Work instructions → Pick out and copy every line of the entries below that contains the string "harvester".

Extracted information →
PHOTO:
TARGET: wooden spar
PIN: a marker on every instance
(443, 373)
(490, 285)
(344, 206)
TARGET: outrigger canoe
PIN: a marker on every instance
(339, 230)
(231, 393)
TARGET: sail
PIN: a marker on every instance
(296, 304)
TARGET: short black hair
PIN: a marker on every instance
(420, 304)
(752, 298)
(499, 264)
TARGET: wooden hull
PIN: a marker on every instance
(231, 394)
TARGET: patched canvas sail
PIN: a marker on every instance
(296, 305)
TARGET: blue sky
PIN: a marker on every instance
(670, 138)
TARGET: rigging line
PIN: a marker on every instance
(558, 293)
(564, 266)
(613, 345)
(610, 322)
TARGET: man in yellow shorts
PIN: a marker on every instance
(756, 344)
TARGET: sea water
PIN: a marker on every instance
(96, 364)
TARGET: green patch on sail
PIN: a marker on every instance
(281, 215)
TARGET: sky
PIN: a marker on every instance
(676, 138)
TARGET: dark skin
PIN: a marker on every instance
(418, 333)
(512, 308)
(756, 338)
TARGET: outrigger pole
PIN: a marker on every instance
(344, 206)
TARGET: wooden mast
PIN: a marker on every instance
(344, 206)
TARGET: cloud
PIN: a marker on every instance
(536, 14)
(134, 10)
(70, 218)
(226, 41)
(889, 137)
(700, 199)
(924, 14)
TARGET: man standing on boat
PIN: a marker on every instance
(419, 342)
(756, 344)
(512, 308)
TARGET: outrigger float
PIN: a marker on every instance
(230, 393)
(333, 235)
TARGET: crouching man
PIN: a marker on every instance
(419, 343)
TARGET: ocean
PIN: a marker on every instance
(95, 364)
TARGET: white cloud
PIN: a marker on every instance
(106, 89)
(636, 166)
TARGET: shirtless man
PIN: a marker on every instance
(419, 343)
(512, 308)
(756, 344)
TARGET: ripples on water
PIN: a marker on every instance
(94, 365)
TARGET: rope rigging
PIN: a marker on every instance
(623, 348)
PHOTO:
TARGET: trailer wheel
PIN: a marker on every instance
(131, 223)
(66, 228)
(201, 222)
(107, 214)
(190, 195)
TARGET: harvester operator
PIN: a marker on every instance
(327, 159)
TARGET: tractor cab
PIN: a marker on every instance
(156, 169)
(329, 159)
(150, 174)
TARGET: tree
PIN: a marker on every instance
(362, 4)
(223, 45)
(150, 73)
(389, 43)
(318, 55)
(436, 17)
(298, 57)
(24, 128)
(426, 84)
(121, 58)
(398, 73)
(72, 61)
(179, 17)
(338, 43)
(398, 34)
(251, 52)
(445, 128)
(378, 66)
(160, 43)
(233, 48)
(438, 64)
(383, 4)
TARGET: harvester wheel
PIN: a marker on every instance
--
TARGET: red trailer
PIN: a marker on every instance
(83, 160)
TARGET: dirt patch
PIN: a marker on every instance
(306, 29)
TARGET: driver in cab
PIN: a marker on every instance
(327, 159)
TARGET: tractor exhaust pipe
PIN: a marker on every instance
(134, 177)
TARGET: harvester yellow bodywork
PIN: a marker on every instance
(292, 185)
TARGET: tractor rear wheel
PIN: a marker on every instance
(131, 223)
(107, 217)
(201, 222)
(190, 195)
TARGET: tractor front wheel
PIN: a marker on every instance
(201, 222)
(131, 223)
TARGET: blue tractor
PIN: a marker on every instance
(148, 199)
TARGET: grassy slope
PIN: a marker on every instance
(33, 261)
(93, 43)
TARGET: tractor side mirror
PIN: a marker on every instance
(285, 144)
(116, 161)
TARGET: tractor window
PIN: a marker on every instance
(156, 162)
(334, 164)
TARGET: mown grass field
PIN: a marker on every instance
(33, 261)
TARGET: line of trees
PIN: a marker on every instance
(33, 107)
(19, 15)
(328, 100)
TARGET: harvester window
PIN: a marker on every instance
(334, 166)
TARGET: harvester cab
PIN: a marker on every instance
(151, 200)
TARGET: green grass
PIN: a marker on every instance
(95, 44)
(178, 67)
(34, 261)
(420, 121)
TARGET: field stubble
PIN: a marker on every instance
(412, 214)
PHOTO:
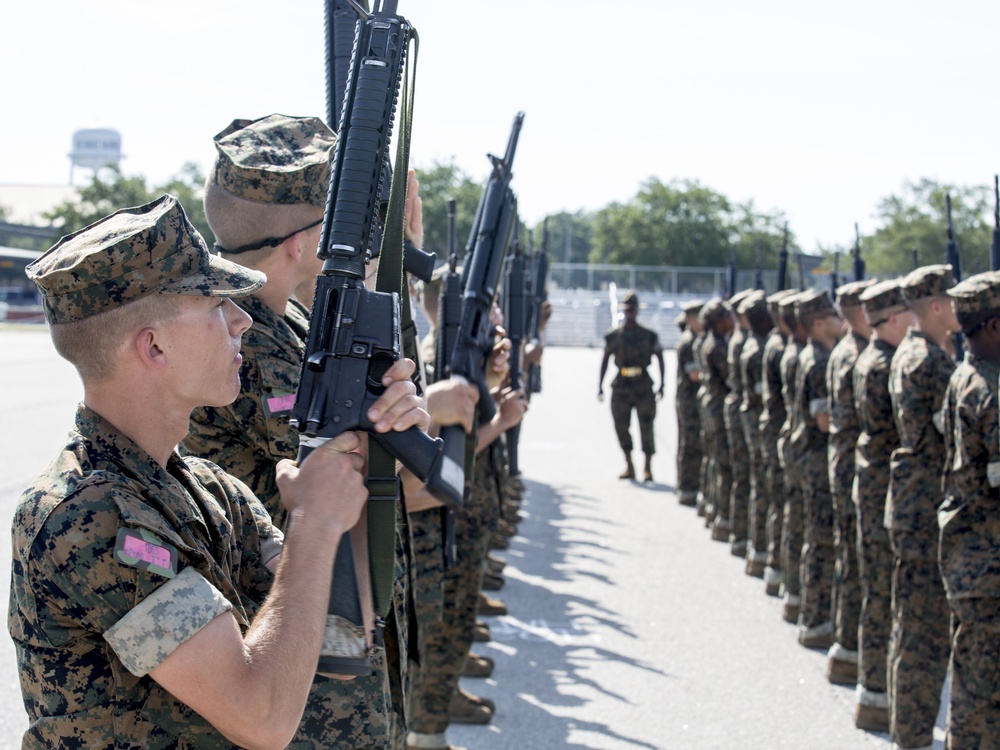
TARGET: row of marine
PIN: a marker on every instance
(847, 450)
...
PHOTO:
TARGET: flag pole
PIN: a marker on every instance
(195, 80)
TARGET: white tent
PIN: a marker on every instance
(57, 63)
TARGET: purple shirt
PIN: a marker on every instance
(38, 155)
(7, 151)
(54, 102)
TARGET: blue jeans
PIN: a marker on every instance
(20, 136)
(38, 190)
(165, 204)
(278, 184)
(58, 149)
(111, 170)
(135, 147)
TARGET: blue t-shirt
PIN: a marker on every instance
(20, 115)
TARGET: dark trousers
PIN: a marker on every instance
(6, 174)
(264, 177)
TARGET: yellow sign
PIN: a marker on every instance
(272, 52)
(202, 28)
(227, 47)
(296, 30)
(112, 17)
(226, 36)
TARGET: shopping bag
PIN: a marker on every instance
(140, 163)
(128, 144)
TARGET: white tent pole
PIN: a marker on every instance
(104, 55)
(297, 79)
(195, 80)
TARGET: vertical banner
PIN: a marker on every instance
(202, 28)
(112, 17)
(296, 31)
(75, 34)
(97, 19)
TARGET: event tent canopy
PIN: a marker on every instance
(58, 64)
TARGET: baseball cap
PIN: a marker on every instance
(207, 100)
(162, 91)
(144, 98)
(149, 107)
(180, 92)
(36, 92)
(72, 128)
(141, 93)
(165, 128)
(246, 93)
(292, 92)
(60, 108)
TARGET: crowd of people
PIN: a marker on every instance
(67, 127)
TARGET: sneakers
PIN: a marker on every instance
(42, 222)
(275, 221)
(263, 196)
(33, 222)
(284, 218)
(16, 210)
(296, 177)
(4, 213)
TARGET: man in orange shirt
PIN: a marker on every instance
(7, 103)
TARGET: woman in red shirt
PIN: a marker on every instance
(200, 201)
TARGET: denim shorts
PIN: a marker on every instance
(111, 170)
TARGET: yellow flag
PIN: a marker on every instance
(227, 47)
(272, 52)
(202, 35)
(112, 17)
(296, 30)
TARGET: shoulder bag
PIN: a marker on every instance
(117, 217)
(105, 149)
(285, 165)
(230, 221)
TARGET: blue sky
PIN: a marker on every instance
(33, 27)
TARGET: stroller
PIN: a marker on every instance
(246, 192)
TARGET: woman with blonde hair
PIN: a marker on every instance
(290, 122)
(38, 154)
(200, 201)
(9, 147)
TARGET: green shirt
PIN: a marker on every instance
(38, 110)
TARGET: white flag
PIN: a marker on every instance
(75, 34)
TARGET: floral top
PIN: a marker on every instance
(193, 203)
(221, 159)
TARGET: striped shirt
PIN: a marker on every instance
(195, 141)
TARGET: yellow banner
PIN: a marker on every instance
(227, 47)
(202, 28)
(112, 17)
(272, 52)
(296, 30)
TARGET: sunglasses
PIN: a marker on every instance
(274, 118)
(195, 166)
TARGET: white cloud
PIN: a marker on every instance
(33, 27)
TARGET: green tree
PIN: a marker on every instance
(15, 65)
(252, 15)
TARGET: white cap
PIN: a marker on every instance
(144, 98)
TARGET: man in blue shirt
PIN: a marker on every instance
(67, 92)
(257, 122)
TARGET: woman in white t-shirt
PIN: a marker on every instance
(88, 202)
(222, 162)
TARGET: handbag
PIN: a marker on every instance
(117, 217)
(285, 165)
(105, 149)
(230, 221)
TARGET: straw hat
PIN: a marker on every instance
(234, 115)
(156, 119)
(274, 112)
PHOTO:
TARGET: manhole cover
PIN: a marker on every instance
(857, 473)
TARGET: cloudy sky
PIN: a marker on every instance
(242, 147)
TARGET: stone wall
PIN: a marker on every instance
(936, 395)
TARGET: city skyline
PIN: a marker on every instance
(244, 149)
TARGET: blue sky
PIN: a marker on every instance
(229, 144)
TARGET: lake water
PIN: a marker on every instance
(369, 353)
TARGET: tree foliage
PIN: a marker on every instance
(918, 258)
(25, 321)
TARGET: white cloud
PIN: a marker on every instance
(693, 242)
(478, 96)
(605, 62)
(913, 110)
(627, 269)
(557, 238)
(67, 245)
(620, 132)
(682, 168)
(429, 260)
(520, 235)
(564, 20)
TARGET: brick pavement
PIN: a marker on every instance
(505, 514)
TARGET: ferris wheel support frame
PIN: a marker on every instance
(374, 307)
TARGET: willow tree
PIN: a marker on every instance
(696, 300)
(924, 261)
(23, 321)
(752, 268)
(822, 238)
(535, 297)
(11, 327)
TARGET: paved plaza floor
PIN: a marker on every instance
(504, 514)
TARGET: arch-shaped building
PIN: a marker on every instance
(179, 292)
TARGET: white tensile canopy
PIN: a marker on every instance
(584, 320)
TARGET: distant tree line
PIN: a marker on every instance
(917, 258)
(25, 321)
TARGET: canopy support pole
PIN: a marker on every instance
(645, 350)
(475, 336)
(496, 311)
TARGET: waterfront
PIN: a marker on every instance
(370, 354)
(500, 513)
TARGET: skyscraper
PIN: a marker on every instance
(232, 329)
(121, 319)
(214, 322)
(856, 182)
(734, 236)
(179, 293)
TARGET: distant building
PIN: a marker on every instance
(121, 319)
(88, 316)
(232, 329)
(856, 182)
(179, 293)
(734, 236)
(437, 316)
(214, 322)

Exercise output →
TARGET: harvester operator
TARGET: harvester wheel
TARGET: harvester yellow bodywork
TARGET: harvester window
TARGET: harvester cab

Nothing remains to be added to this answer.